Your goal:
Revise the stretch from the line containing "point: the reflection" through the end of the records, replacing "inflatable" with "blow-up" and leaving everything else unchanged. Omit the pictures from your answer.
##### Material provided
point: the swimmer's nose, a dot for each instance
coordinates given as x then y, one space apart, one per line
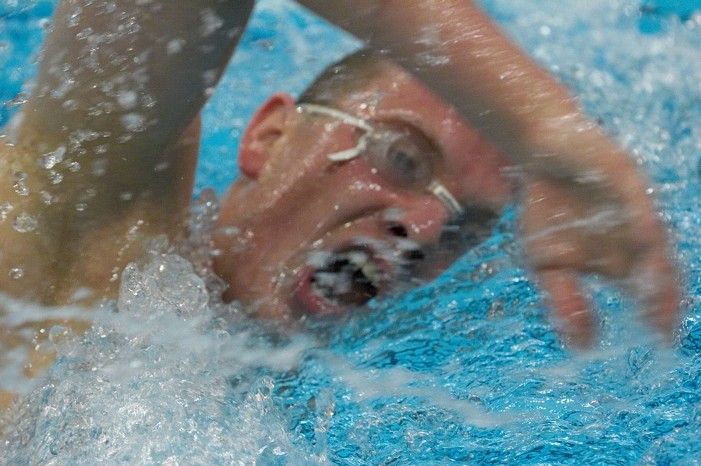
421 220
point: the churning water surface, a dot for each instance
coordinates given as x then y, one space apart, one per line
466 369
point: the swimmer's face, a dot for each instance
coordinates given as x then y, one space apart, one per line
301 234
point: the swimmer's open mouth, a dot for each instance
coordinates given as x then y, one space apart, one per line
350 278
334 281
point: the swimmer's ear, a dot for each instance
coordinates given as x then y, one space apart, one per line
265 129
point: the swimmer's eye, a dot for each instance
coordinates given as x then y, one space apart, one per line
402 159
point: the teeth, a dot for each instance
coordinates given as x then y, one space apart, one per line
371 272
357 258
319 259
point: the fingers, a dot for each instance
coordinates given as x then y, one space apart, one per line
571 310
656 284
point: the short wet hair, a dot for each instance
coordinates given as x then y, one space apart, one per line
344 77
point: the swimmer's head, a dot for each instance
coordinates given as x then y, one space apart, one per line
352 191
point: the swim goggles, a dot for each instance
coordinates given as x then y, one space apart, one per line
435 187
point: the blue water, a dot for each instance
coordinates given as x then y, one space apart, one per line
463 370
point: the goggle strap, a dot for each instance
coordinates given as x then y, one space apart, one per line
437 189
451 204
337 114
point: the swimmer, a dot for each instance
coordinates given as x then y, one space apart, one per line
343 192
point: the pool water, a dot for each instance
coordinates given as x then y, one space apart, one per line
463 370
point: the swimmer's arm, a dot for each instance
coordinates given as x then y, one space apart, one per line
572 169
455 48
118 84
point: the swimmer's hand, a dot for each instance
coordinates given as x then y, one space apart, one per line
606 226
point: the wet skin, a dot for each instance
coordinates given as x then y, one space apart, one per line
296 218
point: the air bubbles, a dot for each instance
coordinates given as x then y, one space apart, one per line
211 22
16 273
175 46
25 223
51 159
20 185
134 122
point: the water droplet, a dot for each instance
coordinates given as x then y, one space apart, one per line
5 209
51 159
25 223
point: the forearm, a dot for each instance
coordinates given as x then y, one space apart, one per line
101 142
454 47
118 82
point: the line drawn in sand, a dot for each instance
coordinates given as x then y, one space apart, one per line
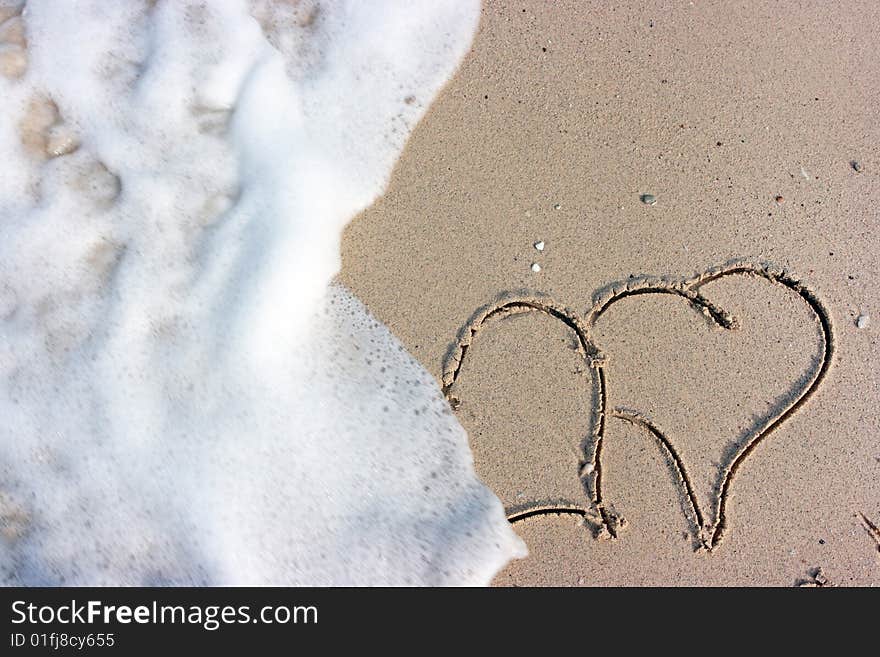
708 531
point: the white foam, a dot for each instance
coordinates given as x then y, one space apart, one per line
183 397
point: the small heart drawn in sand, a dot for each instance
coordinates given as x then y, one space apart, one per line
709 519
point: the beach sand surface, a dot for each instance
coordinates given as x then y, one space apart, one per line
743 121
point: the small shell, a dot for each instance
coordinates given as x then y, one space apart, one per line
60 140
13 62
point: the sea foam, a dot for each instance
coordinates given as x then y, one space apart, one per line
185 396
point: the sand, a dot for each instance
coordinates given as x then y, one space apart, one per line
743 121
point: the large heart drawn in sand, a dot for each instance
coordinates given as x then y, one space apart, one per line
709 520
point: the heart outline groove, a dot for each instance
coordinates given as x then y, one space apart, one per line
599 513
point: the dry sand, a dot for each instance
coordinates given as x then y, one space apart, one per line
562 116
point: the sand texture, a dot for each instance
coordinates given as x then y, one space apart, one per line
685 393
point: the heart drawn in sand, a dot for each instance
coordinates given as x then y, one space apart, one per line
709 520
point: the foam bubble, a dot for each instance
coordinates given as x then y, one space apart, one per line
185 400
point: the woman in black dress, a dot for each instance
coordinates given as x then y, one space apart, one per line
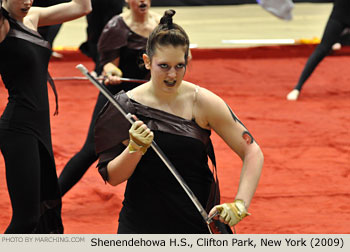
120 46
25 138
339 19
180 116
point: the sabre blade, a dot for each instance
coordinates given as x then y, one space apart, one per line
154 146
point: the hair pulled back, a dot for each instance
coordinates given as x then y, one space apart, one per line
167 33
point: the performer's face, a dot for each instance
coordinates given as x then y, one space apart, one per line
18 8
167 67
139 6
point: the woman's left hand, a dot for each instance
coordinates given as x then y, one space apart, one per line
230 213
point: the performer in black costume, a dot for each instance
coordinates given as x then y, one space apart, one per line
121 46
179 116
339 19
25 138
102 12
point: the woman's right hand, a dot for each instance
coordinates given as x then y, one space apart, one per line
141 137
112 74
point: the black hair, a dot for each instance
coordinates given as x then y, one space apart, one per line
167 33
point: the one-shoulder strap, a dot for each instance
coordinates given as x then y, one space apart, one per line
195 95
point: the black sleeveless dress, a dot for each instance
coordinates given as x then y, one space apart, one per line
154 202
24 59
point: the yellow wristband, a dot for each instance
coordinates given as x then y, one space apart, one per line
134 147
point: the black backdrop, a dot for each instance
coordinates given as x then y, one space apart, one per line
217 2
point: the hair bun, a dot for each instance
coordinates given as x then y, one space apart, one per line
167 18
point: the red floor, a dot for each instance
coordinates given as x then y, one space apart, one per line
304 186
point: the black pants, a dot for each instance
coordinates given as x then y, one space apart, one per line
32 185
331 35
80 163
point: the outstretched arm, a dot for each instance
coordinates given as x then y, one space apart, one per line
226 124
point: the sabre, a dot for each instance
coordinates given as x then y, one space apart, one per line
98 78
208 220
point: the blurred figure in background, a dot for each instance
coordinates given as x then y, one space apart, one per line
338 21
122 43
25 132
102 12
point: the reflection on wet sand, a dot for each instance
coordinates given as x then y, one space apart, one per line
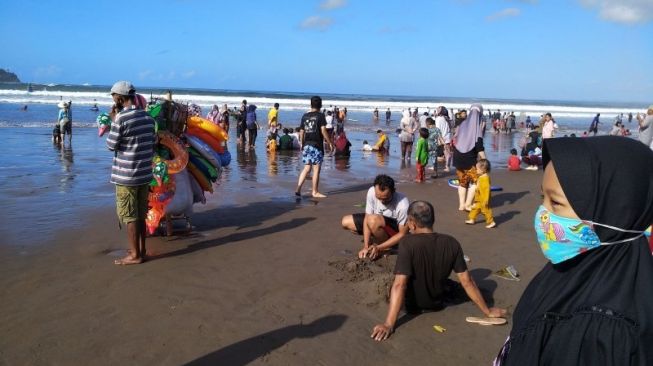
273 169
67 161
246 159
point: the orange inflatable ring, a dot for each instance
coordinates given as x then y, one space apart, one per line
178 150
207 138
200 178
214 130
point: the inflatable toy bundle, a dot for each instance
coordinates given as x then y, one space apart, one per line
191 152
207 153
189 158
##########
Task output:
point: the reflection on wet sand, a dot for each instance
coordinates given as x then y, one space apart, one per line
273 169
67 161
246 159
point: the orange blow-up ring, a dot for each instance
coordinates given as x then y, one space apart, one per line
178 150
207 138
200 178
214 130
point: the blow-up toy bundle, a dot for each instance
coordinates given as x then y, one space apart, one per line
191 152
207 153
189 158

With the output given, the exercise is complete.